VwSen-107424/11/Br/Bk Linz, am 13. März 2001

DVR.0690392

E R K E N N T N I S

Der unabhängige Verwaltungssenat des Landes Oberösterreich erkennt durch seine 2. Kammer (Vorsitzender Dr. Langeder, Beisitzer Dr. Weiß, Berichter Dr. Bleier) über die Berufung des Herrn J gegen das Straferkenntnis der Bezirkshauptmannschaft Grieskirchen vom 12. Dezember 2000, VerkR96-3025-2000, nach der am 13. März 2001 durchgeführten öffentlichen mündlichen Berufungsverhandlung, zu Recht:

  1. Der Berufung wird mit der Maßgabe Folge gegeben, dass unter Anwendung des außerordentlichen Strafmilderungsrechtes die Geldstrafe auf 8.000 S (entspricht  581,38 Euro) und die Ersatzfreiheitsstrafe auf 168 Stunden ermäßigt wird.

Der Schuldspruch wird jedoch vollinhaltlich bestätigt.

II. Die erstinstanzlichen Kosten ermäßigen sich demzufolge auf 800 S (entspricht  58,14 Euro). Für das Berufungsverfahren entfällt ein Verfahrenskostenbeitrag.

Rechtsgrundlage:

zu I: § 66 Abs.4 AVG iVm §§ 19, 20, 24 und 51e Abs.1 VStG

zu II: § 65 VStG

Entscheidungsgründe:

1. Die Bezirkshauptmannschaft Grieskirchen hat mit dem o.a. Straferkenntnis in dessen Punkt 1. über den Berufungswerber gemäß § 99 Abs.1 lit.b iVm § 5 Abs.2 StVO 1960 eine Geldstrafe in Höhe von 16.000 S (Ersatzfreiheitsstrafe 336 Stunden) verhängt, wobei ihm in diesem Punkt folgender Tatvorwurf zur Last gelegt wurde:

"Sie haben am 17.04.2000 gegen 00.30 Uhr im Ortsgebiet Geboltskirchen auf öffentlichen Straßen, insbesondere der Geboltskrichener Landesstraße 1074 und der Zufahrtsstraße zum Gasthaus F, vom dortigen Parkplatz weg auf die Geboltskirchener Landesstraße 1074 in Höhe der Einmündung der gegenständlichen Zufahrtsstraße rückwärts fahrend den Kombi mit dem Kennzeichen in einem vermutlich durch Alkohol beeinträchtigten Zustand gelenkt und haben Sie

1. am 17.04.2000 um 00.40 im Ortsgebiet Geboltskirchen, auf der Geboltskirchner Landesstraße 1074 auf Höhe der Einmündung der Zufahrtsstraße zum Gasthaus F die von einem besonders geschulten und hiezu ermächtigten Organ der Straßenaufsicht, aufgrund der festgestellten Alkoholisiserungssymptome, wie deutlicher Alkoholgeruch der Atemluft, schwankender Gang, Iallende Sprache und deutlich gerötete Augen, berechtigterweise verlangte Untersuchung der Atmluft auf Alkoholgehalt mittels Alkomaten verweigert" . . . . . . .

IHRE AUFGABEN ▸
1 - Beantworten Sie anhand des Erkenntnisses die folgenden Fragen:
(a) Wer führte in der 2. Kammer den Vorsitz?
(b) Auf welchen Betrag wird die Geldstrafe im Berufungsverfahren ermäßigt?
(c) Welche Geldstrafe hatte die Bezirkshauptmannschaft Grieskirchen ursprünglich verhängt?
2 - Geben Sie den Abschnitt des Erkenntnisses wortgetreu wieder, der mit „E R K E N N“ beginnt und mit „entfällt ein Verfahrenskostenbeitrag.“ endet.

AUSZÜGE DER AUFLISTUNG ▸
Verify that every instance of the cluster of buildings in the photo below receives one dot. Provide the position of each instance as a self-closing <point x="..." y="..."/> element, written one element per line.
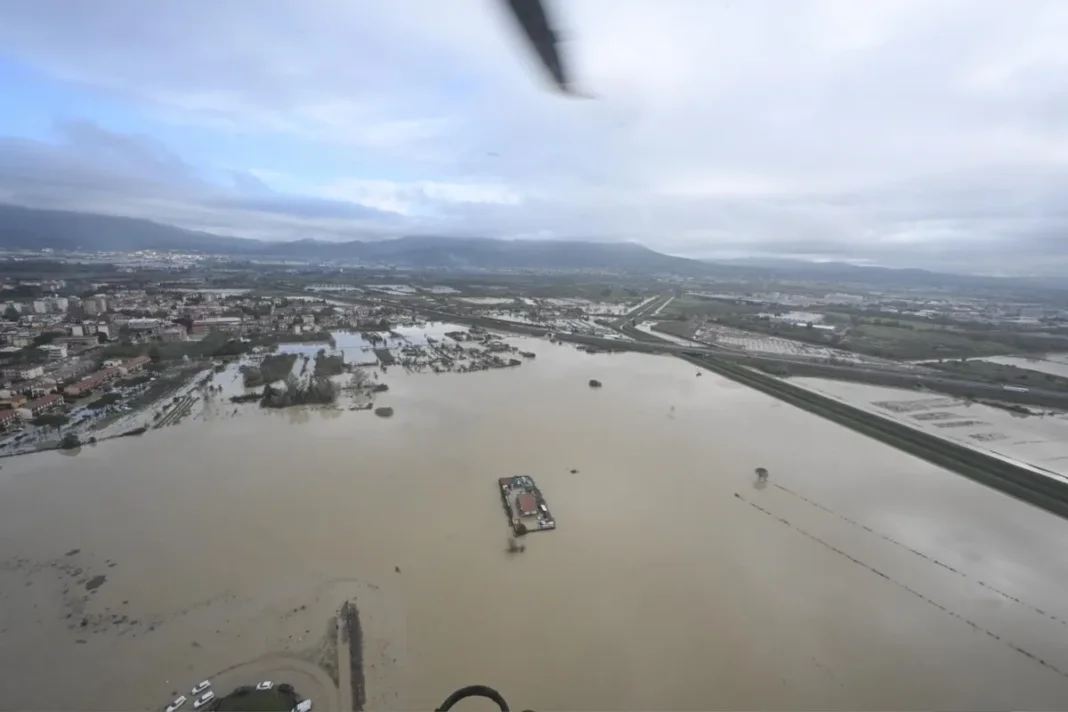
<point x="50" y="345"/>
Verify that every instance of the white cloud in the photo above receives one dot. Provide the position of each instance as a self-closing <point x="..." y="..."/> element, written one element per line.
<point x="810" y="127"/>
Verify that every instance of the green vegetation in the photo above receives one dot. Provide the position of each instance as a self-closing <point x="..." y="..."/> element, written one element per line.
<point x="273" y="367"/>
<point x="998" y="373"/>
<point x="215" y="345"/>
<point x="50" y="421"/>
<point x="1021" y="483"/>
<point x="105" y="400"/>
<point x="882" y="334"/>
<point x="329" y="364"/>
<point x="298" y="393"/>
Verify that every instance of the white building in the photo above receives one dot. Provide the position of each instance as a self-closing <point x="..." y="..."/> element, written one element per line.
<point x="96" y="304"/>
<point x="55" y="351"/>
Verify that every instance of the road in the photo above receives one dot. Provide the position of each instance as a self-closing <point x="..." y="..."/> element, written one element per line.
<point x="902" y="377"/>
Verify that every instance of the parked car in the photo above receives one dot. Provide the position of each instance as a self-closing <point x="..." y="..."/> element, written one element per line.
<point x="203" y="699"/>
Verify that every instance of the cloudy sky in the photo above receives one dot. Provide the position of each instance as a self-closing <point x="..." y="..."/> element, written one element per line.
<point x="919" y="132"/>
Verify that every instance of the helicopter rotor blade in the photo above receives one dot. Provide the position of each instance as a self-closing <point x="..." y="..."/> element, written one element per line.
<point x="534" y="21"/>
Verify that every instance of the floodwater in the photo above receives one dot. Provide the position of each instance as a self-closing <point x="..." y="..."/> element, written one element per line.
<point x="857" y="578"/>
<point x="1039" y="442"/>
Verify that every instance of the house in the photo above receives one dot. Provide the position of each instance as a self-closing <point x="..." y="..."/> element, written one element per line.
<point x="35" y="408"/>
<point x="8" y="418"/>
<point x="134" y="365"/>
<point x="527" y="504"/>
<point x="56" y="351"/>
<point x="25" y="373"/>
<point x="91" y="382"/>
<point x="173" y="334"/>
<point x="216" y="323"/>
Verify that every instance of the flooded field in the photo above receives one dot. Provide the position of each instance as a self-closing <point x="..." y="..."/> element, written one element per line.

GEGEBENE ANTWORTEN ▸
1 -
(a) Dr. Langeder
(b) Auf 8.000 S (entspricht 581,38 Euro)
(c) Eine Geldstrafe von 16.000 S (Ersatzfreiheitsstrafe 336 Stunden)

2 -
E R K E N N T N I S

Der unabhängige Verwaltungssenat des Landes Oberösterreich erkennt durch seine 2. Kammer (Vorsitzender Dr. Langeder, Beisitzer Dr. Weiß, Berichter Dr. Bleier) über die Berufung des Herrn J gegen das Straferkenntnis der Bezirkshauptmannschaft Grieskirchen vom 12. Dezember 2000, VerkR96-3025-2000, nach der am 13. März 2001 durchgeführten öffentlichen mündlichen Berufungsverhandlung, zu Recht:

  1. Der Berufung wird mit der Maßgabe Folge gegeben, dass unter Anwendung des außerordentlichen Strafmilderungsrechtes die Geldstrafe auf 8.000 S (entspricht  581,38 Euro) und die Ersatzfreiheitsstrafe auf 168 Stunden ermäßigt wird.

Der Schuldspruch wird jedoch vollinhaltlich bestätigt.

II. Die erstinstanzlichen Kosten ermäßigen sich demzufolge auf 800 S (entspricht  58,14 Euro). Für das Berufungsverfahren entfällt ein Verfahrenskostenbeitrag.